Look below for the line that contains "task | drop a pin on each instance of the leafy", then copy it and each following line exactly, through and including the line that contains "target | blue sky".

Dataset entries below:

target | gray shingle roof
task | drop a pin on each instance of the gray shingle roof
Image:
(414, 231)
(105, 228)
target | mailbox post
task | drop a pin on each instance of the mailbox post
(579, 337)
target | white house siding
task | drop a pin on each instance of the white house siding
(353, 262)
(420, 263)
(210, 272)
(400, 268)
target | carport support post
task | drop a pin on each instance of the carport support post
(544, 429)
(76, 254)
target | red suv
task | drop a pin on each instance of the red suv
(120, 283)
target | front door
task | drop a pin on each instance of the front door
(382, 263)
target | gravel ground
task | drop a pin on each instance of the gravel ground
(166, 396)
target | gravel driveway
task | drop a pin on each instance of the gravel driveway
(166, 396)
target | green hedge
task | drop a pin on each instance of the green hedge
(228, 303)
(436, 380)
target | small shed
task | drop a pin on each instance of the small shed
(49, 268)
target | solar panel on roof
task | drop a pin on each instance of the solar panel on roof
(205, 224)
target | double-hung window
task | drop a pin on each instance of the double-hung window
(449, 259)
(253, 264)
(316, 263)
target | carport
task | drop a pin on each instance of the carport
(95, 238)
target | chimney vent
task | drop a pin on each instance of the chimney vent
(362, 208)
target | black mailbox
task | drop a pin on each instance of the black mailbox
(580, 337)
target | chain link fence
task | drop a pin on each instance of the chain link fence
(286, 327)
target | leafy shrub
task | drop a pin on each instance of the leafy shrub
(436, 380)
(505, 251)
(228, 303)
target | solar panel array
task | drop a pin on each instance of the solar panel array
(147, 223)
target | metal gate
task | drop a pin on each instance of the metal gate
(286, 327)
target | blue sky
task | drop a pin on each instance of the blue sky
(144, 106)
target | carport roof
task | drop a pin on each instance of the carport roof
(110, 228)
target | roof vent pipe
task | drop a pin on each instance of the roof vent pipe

End of Dataset entries.

Task output ▸
task | drop a pin on each instance of the leafy shrub
(436, 380)
(505, 251)
(228, 303)
target | solar panel array
task | drop a pin on each instance of the solar panel array
(147, 223)
target | metal gate
task | drop a pin on each instance of the metal gate
(286, 327)
target | blue sky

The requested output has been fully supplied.